- _TASK_
The output should be limited to the line holding "For the scouting tally, point out every instance of the sandy" and the lines after it through the end of the entries, each restated exactly.

---

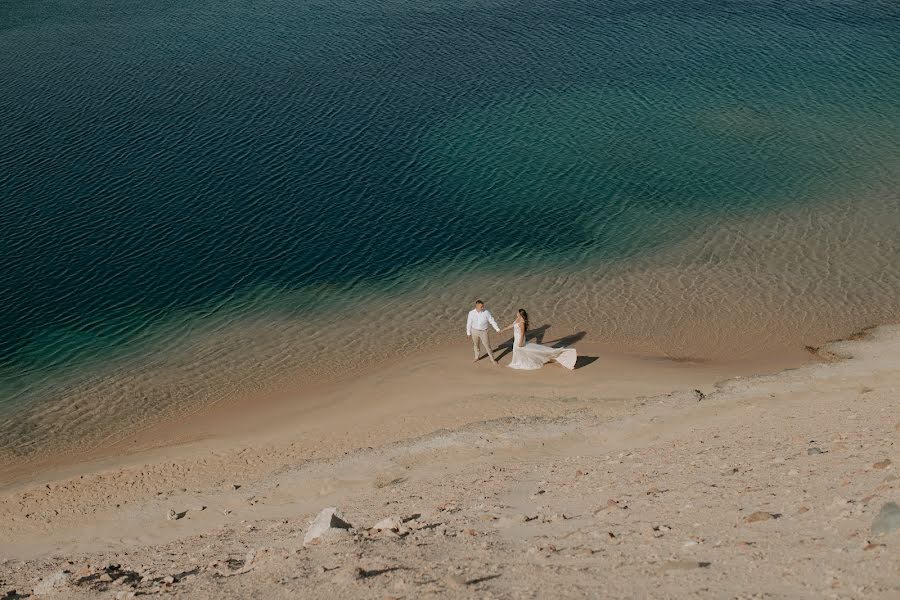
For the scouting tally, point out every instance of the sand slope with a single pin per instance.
(766, 487)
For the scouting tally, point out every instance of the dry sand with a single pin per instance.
(598, 483)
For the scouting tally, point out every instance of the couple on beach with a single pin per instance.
(526, 355)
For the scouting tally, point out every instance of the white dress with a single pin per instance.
(534, 356)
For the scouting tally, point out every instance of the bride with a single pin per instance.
(534, 356)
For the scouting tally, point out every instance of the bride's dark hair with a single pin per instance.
(524, 314)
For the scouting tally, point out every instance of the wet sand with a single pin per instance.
(771, 485)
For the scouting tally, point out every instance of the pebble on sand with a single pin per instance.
(51, 584)
(761, 515)
(328, 519)
(887, 520)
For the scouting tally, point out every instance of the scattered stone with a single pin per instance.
(51, 584)
(887, 520)
(674, 565)
(391, 523)
(328, 519)
(761, 516)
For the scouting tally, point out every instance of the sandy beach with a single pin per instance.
(631, 477)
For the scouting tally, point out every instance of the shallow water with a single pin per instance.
(204, 202)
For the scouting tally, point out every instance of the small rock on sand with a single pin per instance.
(887, 520)
(761, 516)
(327, 520)
(391, 523)
(674, 565)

---

- _RESPONSE_
For the scouting tally, point out every instance of the sandy beach with a single pin per instance.
(631, 477)
For the scouting tally, point out every instance of the shallow water with a single pin per instance.
(204, 202)
For the scouting tally, point out every instance of the small rock on sand with a single pin per instance.
(887, 520)
(761, 516)
(327, 520)
(391, 523)
(674, 565)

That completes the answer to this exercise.